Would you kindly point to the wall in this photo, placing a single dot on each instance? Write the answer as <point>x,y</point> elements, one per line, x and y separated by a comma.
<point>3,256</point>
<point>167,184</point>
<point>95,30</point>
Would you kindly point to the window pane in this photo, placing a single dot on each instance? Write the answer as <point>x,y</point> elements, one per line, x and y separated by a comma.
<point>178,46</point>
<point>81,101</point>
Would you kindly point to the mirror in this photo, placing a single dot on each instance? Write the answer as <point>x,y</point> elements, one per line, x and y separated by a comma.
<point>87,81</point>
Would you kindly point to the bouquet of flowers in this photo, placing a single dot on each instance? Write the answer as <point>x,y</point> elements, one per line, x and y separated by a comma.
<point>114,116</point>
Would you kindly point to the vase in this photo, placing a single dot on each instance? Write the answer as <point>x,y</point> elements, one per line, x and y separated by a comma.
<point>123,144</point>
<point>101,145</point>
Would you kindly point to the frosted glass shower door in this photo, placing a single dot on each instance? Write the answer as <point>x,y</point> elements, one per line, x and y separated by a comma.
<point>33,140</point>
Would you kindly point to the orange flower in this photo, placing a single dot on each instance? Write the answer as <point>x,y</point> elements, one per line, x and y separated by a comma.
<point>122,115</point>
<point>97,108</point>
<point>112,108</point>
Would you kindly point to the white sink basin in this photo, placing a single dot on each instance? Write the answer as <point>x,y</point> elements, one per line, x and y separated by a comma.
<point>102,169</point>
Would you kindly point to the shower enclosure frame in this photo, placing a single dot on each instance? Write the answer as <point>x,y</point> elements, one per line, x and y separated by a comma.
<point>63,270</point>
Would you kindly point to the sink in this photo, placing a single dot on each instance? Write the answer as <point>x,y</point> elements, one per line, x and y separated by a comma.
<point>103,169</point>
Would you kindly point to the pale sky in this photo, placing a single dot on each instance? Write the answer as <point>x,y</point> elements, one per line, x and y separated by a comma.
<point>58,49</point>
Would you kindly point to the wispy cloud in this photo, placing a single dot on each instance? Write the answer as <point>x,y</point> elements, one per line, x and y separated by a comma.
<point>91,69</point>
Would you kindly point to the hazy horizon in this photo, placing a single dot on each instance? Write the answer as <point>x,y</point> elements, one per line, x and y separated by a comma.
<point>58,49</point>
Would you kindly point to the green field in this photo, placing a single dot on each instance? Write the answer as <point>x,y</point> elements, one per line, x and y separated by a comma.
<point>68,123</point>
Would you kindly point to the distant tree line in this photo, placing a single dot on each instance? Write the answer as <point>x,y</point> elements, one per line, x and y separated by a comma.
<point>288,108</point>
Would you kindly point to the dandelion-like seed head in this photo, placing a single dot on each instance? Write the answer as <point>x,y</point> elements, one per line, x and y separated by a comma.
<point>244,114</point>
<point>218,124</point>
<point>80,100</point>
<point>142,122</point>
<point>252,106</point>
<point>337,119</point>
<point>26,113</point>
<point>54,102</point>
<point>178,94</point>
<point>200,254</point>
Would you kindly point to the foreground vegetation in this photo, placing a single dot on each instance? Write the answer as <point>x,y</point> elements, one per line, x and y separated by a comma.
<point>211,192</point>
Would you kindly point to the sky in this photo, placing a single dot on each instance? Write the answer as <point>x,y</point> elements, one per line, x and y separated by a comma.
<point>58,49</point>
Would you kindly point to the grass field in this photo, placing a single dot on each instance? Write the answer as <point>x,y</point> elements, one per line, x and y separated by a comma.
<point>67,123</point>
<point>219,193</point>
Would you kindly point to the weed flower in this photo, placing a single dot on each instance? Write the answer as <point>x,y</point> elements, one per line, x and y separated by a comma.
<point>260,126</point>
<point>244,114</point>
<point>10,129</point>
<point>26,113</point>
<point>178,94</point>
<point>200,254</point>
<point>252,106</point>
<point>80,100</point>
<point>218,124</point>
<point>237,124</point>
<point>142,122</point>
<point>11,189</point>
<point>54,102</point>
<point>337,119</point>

----------------------------------------

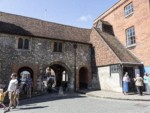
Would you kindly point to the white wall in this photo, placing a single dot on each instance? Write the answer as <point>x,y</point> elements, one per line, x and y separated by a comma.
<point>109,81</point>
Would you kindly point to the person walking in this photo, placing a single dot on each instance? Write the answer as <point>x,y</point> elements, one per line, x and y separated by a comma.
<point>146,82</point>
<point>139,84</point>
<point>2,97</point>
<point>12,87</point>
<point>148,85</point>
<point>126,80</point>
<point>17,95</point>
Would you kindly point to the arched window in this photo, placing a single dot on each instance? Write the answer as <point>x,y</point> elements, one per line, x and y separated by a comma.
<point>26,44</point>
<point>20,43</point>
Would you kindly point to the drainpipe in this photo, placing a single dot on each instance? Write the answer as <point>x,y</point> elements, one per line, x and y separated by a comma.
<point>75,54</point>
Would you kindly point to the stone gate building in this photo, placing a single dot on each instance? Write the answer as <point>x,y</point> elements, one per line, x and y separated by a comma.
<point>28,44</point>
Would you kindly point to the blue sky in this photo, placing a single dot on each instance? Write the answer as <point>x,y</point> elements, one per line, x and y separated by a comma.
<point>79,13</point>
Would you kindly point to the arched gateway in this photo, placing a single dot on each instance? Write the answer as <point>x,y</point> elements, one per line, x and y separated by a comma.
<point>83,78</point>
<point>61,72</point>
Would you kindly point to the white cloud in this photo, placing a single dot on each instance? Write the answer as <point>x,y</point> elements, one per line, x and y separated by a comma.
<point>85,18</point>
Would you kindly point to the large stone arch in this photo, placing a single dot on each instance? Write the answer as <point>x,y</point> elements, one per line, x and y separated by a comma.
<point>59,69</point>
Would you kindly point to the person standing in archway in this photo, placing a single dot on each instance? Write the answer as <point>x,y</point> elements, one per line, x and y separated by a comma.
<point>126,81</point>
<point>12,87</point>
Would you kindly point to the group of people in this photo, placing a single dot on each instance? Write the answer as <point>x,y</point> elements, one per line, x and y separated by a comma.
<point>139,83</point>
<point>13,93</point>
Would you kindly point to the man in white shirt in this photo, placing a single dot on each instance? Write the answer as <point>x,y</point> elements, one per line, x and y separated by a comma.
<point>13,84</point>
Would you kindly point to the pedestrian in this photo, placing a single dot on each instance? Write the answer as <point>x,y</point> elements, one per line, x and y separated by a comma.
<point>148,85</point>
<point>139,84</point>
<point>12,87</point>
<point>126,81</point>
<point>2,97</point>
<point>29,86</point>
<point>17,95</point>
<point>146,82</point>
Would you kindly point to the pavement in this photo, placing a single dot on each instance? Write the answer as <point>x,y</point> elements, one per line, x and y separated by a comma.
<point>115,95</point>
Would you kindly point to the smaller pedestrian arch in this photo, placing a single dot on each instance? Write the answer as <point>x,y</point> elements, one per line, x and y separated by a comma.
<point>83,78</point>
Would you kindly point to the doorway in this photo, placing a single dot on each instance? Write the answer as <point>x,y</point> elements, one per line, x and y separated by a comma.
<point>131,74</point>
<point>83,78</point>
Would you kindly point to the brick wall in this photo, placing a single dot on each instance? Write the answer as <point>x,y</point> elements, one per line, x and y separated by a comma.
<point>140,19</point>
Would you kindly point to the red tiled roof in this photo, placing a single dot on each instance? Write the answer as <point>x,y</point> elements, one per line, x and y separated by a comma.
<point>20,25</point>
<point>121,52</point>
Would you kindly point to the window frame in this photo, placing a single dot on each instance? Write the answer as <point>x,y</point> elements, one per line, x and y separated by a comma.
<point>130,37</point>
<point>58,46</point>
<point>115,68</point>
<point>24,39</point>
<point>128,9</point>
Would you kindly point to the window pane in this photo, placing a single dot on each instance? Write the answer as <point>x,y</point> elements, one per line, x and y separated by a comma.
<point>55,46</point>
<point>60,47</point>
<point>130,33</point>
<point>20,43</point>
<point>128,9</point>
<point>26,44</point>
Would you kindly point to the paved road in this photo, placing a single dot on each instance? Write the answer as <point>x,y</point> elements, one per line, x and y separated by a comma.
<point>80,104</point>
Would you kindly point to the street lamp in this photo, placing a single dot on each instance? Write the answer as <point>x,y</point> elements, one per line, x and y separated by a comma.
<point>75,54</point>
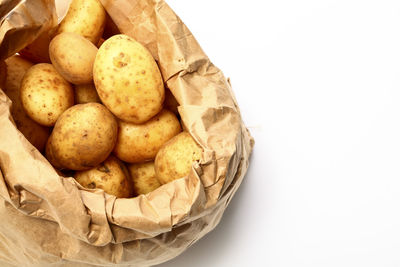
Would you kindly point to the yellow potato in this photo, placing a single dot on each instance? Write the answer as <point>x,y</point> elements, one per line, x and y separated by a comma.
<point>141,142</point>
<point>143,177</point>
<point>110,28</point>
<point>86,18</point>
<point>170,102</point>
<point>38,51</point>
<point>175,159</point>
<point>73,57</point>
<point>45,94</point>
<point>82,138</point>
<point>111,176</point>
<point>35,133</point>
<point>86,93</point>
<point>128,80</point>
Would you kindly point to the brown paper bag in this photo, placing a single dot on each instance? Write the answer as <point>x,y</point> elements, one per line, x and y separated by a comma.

----------------------------------------

**Requirement**
Nothing outside the stretch above, from the line with "Would you kindly point to the paved" through the line with "Would you kindly point to the brown", is set down. Transcribe that stretch exactly, ends included, but not its pictures.

**Exercise output**
Would you kindly point to the paved road in this photo, placing a single dot on each instance? Write the answer as <point>x,y</point> elements, one per line, x and y separated by a comma.
<point>80,104</point>
Would you kindly point to the street lamp in this photo, placing a single dot on each instance? Write the answer as <point>x,y</point> elements, one per line, x and y separated by a comma.
<point>75,54</point>
Would you kindly point to the yellow potato in this photo, placing a single dot on each instance? Write the answer as <point>x,y</point> elements, one per line, x and y separated by a comma.
<point>141,142</point>
<point>143,177</point>
<point>110,28</point>
<point>86,18</point>
<point>170,102</point>
<point>38,51</point>
<point>175,159</point>
<point>73,57</point>
<point>45,94</point>
<point>82,138</point>
<point>111,176</point>
<point>35,133</point>
<point>86,93</point>
<point>128,80</point>
Would you kindly point to the brown paper bag in this photo, placing a single dot on each instance? Write the answer as <point>x,y</point> elements, one per line, x and y separated by a comma.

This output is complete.